To illustrate the complexity of the problem, Taylor uses Hegel’s dialectic of the master-slave relationship (ibid.: 26); here I should point out that it is only the internalized slave identity that makes a slave a slave, and that the slave is the one that gives the master the mandate of the master. The realization of the master-slave relationship is therefore only possible through the social construction of an imposed and destructive identity.
They have internalized a picture of their own inferiority, so that even when some of the objective obstacles to their advancement fall away, they may be incapable of taking advantage of the new opportunities. And beyond this, they are condemned to suffer the pain of low self-esteem. Their own self-depreciation, on this view, becomes one of the most potent instruments of their own oppression. Their first task ought to be to purge themselves of this imposed and destructive identity (ibid.: 25-26).
The key question for Taylor is how this can happen. What makes individuals internalize self-destructiveness and give someone, in a Hegelian sense, the mandate of the master, i.e. how can the circumstances that reproduce existing master-slave relationships be overcome? He looks for the answers in a historical perspective.
THE HISTORICAL ROOTING OF 'THE POLITICS OF RECOGNITION'
In his debate about historic dynamics, Taylor emphasizes two key changes that led to the inevitability of the modern preoccupation with recognition and identity. The first is the collapse of the social hierarchy, which was the basis for the phenomenon of honor (ibid.: 26), and the second the development of individualized identity, linked to authenticity, which appeared at the end of the 18th century (ibid.: 28).

* [Directive 1]: Collect every line of the listing that contains the string "teeth", treating uppercase and lowercase as distinct.

* [Given information]:
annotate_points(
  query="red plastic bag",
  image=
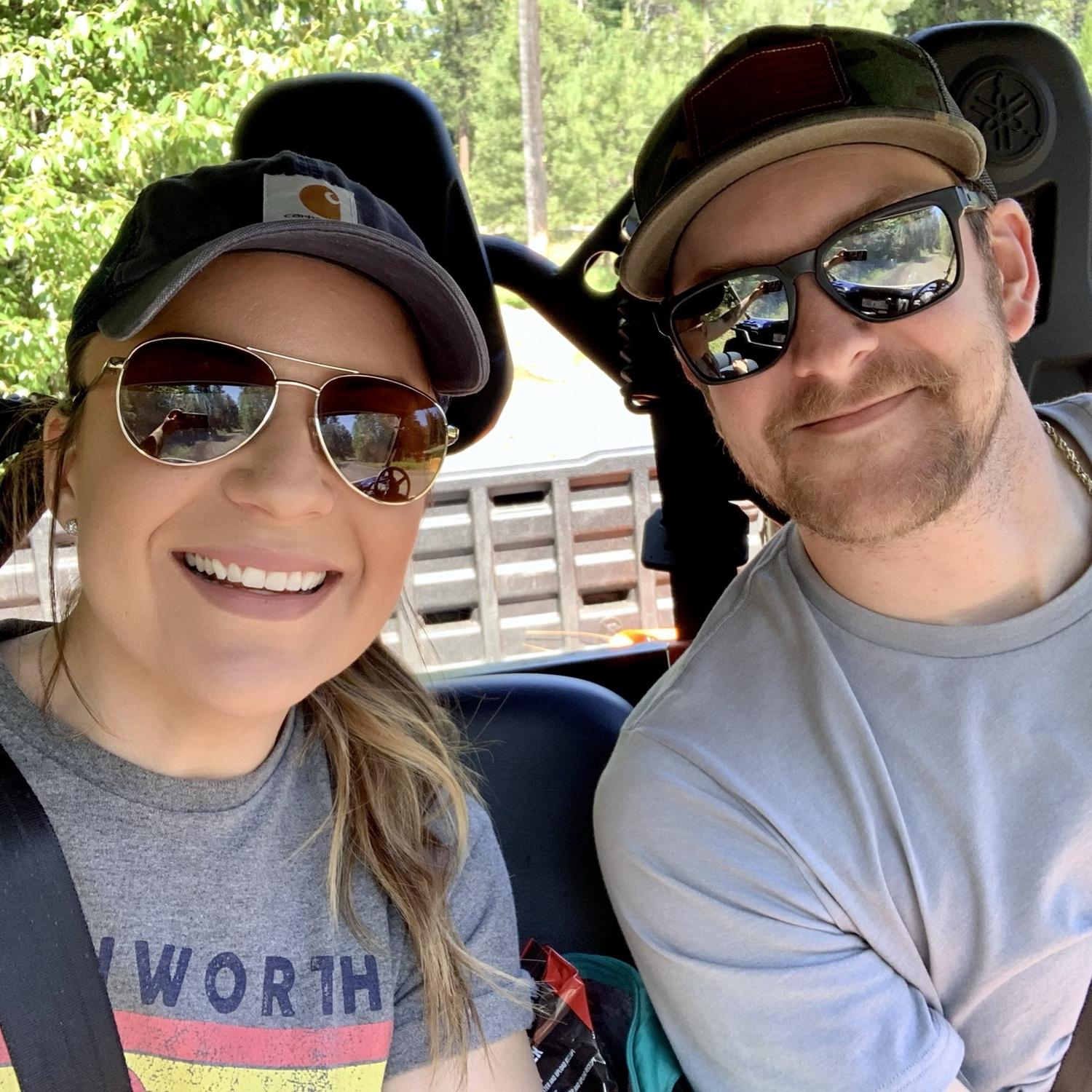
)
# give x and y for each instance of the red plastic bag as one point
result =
(563, 1039)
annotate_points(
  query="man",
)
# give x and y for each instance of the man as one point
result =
(849, 836)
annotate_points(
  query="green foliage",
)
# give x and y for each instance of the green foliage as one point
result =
(98, 98)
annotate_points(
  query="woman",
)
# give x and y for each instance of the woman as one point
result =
(279, 854)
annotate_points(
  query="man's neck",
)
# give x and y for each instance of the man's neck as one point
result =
(1020, 535)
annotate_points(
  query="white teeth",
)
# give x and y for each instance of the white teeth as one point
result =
(253, 577)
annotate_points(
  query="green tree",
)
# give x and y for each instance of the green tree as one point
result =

* [Directive 2]: Carry the passage on Taylor and the politics of recognition forward, beginning after its final sentence.

* [Exercise output 1]:
  query="white teeth",
# give x and y for each instance of the white teeth as one point

* [Exercise output 2]:
Honor versus dignity
Taylor claims that in the collapse of the social hierarchy, one very important issue is the replacement of the phenomenon of honor with the phenomenon of dignity. In its ancient definition, honor was strongly linked to social inequality, when its existence and reproduction had to be justified (ibid.: 27). In situations like these it is a given that honor is not for everyone, and that this is just! The eighteenth century brings a gradual shift from honor to dignity. Taylor identifies Rousseau as the initiator of the new discourse on honor and dignity. He says that in addition to the two existing traditional paths available to contemplate the two concepts, Rousseau developed a third – he developed a discourse in which he completely rejected honor and introduced dignity, and he is the source of the thesis about the right of all the people to equal dignity. Taylor claims that Hegel developed the principle of equal dignity on the basis of on Rousseau’s explication of dignity, and developed the master-slave dialectic directly from it. The old discourse about honor has pride at the center, while for the new discourse about dignity the key is recognition by others. Thus dignity is constitutively defined through recognition, i.e. recognition is a constitutive act/process of dignity. The old hierarchical concept of honor broke down because it wasn’t able to respond to new needs for recognition. It was replaced by a regime of mutual recognition (ibid.: 35–36, 48–51). Honor is a hierarchical concept and is tied to a narrow segment of the population and expressions such as Lord and Lady, while dignity is linked to democratic (liberal) society and tied to the concepts of Mr., Mrs. and Miss. Honor can be linked to lordship and the rule of the few, and dignity to its universal occurrence in all people, democratization and egalitarianism.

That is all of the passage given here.